OBJECTIVE »
Reproduce the data unchanged, from its first line up to and including the line that contains "927 584 L 935".

RECORDED DATA »
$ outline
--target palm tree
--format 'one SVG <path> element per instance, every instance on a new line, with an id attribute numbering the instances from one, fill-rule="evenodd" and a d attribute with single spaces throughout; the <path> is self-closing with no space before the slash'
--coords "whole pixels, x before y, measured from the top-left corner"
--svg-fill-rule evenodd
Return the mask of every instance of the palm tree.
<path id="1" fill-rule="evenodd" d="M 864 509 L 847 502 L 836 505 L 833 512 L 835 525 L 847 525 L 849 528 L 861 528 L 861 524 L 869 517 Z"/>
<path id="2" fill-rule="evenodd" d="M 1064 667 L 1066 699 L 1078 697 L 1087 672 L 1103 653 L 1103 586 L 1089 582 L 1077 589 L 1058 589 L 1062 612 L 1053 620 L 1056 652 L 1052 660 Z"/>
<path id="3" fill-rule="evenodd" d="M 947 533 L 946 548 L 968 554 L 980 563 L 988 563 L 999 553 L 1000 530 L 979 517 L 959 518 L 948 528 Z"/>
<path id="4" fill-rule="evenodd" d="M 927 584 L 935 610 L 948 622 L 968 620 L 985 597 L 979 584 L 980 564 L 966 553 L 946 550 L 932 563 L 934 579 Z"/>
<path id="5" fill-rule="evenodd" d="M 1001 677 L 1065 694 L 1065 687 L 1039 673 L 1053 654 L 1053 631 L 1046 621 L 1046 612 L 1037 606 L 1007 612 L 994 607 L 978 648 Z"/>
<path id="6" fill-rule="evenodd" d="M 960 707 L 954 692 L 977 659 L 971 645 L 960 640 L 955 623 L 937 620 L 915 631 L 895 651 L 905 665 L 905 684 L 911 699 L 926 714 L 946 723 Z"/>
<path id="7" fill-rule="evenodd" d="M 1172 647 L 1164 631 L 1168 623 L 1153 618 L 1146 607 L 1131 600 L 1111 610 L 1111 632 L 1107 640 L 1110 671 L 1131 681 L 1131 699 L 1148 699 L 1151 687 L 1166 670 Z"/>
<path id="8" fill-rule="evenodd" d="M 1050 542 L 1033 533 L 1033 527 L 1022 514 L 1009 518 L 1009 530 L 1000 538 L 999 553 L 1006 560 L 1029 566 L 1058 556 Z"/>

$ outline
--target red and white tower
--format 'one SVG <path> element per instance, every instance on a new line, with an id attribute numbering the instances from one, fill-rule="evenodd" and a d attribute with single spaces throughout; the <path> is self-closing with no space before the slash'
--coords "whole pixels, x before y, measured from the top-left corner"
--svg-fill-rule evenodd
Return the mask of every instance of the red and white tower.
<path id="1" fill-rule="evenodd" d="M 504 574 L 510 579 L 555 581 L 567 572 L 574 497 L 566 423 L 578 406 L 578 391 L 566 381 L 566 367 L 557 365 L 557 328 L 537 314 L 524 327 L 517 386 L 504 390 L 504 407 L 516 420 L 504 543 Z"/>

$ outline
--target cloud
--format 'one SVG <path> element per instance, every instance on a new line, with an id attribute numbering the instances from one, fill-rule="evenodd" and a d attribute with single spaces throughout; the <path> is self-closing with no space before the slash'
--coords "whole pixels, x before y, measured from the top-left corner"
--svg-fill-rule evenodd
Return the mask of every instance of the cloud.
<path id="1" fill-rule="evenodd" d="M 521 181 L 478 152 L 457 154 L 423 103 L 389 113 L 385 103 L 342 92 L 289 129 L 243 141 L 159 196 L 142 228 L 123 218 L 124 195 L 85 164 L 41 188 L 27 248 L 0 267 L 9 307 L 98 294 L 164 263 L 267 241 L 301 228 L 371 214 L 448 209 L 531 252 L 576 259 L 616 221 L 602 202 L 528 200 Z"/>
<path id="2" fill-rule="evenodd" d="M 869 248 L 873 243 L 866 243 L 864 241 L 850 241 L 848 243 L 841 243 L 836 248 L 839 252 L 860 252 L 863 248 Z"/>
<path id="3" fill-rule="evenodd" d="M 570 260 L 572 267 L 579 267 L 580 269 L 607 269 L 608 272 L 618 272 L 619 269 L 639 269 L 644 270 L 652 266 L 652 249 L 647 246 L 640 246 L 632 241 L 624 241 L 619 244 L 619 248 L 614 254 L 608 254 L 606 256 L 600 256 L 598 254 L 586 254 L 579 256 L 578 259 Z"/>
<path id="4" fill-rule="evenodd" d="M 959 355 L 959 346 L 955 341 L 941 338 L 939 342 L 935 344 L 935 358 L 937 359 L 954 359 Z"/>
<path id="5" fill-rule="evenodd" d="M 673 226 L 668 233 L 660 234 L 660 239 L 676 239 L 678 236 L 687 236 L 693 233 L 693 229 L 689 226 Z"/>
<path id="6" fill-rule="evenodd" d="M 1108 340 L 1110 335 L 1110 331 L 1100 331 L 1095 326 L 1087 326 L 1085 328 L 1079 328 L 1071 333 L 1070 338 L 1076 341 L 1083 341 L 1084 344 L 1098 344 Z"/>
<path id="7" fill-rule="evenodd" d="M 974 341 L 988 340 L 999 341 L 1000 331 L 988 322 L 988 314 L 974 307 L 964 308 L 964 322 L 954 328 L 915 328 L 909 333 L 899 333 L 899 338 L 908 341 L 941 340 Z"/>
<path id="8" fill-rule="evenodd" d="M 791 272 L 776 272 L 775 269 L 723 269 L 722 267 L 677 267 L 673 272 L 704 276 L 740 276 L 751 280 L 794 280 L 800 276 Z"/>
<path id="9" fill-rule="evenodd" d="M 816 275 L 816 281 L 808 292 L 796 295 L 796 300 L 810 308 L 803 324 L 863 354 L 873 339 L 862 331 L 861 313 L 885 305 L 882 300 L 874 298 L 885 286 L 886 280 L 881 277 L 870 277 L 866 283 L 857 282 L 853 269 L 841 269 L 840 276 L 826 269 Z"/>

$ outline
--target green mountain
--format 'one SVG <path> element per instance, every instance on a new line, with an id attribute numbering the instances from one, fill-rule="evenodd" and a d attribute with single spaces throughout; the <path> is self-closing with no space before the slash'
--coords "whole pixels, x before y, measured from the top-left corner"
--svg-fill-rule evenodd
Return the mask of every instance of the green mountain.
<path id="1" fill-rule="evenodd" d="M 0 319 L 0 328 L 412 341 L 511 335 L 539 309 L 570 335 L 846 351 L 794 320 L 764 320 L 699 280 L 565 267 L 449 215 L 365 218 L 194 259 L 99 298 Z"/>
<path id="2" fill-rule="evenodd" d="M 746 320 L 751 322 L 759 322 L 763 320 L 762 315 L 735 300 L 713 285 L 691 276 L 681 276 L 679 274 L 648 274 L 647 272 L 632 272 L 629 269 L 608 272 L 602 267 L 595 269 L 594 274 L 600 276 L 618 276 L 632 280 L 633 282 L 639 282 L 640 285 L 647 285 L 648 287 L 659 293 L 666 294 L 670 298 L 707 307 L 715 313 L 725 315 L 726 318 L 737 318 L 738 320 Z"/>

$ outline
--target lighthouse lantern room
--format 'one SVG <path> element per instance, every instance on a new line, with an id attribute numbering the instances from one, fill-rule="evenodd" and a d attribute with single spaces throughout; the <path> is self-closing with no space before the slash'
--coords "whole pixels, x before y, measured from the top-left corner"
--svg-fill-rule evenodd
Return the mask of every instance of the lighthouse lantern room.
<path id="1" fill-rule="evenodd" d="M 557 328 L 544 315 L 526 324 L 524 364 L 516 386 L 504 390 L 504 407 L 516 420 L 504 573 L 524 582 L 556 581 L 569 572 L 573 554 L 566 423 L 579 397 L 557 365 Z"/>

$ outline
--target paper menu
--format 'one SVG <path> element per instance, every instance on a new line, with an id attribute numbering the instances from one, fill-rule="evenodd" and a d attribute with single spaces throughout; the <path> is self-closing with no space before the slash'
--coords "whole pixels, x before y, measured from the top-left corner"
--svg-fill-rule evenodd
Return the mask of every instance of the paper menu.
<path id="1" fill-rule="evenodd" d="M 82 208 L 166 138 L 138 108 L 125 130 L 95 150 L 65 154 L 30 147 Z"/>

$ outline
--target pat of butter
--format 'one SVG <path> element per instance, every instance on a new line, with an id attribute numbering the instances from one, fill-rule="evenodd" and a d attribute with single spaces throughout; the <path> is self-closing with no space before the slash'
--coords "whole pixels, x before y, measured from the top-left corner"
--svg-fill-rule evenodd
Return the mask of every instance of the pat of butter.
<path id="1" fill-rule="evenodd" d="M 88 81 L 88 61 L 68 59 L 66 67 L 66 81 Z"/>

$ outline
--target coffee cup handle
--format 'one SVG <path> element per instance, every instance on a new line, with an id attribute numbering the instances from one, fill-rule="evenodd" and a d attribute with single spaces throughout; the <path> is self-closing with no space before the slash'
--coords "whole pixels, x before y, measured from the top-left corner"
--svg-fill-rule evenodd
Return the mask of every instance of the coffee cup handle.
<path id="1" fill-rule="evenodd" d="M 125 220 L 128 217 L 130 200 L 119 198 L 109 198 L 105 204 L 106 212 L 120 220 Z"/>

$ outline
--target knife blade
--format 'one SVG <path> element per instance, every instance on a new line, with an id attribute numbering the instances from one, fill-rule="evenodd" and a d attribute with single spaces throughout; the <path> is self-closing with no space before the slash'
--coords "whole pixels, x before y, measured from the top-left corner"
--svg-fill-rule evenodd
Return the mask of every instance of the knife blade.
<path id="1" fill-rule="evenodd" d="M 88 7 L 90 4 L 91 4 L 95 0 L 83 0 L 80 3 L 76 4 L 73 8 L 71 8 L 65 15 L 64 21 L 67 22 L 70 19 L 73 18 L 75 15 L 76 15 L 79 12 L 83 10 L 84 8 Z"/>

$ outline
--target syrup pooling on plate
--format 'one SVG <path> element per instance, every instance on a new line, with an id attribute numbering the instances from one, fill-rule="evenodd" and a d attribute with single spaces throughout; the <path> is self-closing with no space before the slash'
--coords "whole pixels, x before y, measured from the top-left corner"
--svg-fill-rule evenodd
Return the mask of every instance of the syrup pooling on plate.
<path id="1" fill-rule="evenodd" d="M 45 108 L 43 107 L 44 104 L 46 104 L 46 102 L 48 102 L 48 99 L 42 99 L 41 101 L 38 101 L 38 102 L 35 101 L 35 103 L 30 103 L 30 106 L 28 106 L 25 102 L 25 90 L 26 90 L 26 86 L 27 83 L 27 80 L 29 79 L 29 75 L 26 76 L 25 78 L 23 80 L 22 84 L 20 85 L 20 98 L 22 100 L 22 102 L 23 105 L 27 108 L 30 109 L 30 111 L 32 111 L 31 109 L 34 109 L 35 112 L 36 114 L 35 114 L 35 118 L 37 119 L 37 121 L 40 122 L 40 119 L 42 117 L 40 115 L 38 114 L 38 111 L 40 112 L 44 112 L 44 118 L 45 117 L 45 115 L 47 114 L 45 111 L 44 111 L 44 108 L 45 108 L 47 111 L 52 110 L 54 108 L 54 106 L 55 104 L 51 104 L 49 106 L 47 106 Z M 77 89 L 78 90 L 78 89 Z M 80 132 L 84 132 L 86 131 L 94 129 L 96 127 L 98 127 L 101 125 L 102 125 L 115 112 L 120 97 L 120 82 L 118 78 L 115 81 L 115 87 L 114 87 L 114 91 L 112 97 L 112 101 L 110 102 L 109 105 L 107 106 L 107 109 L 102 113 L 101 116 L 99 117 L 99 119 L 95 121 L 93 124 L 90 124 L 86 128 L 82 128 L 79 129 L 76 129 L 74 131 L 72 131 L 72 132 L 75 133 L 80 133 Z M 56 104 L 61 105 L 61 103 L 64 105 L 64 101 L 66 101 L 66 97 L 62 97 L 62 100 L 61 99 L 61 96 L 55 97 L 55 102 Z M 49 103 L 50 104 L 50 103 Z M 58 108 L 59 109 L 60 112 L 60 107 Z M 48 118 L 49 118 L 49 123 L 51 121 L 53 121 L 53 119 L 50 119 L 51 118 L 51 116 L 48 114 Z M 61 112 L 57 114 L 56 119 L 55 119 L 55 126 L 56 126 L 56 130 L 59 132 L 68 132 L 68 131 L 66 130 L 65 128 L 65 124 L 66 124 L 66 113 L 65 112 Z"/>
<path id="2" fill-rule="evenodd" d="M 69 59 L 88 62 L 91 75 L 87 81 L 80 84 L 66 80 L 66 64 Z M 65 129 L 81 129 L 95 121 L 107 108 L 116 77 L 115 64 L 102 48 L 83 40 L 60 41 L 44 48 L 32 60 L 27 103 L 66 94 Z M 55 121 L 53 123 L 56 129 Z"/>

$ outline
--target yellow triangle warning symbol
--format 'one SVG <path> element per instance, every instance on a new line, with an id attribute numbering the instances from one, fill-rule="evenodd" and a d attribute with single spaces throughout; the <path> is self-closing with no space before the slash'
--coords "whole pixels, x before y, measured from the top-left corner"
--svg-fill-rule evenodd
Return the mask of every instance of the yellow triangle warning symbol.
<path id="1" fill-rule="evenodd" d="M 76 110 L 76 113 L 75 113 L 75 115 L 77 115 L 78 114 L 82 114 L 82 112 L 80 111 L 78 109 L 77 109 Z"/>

SOLUTION »
$ outline
--target palm tree
--format 'one SVG <path> element per instance, every instance on a new line, with an id attribute numbering the instances from one, fill-rule="evenodd" and a d attribute with single spaces throughout; the <path> is self-closing with no space before the slash'
--coords "whole pixels, x before y, measured from the top-left corner"
--svg-fill-rule evenodd
Return the mask of every instance of the palm tree.
<path id="1" fill-rule="evenodd" d="M 864 509 L 847 502 L 836 505 L 833 512 L 835 525 L 847 525 L 849 528 L 861 528 L 861 524 L 869 517 Z"/>
<path id="2" fill-rule="evenodd" d="M 1064 667 L 1066 699 L 1078 697 L 1087 672 L 1103 653 L 1103 586 L 1089 582 L 1077 589 L 1058 589 L 1062 612 L 1053 620 L 1056 652 L 1052 660 Z"/>
<path id="3" fill-rule="evenodd" d="M 947 533 L 946 548 L 968 554 L 980 563 L 988 563 L 999 553 L 1000 530 L 979 517 L 959 518 L 948 528 Z"/>
<path id="4" fill-rule="evenodd" d="M 927 584 L 935 610 L 948 622 L 968 620 L 985 597 L 979 584 L 980 564 L 966 553 L 946 550 L 932 563 L 934 579 Z"/>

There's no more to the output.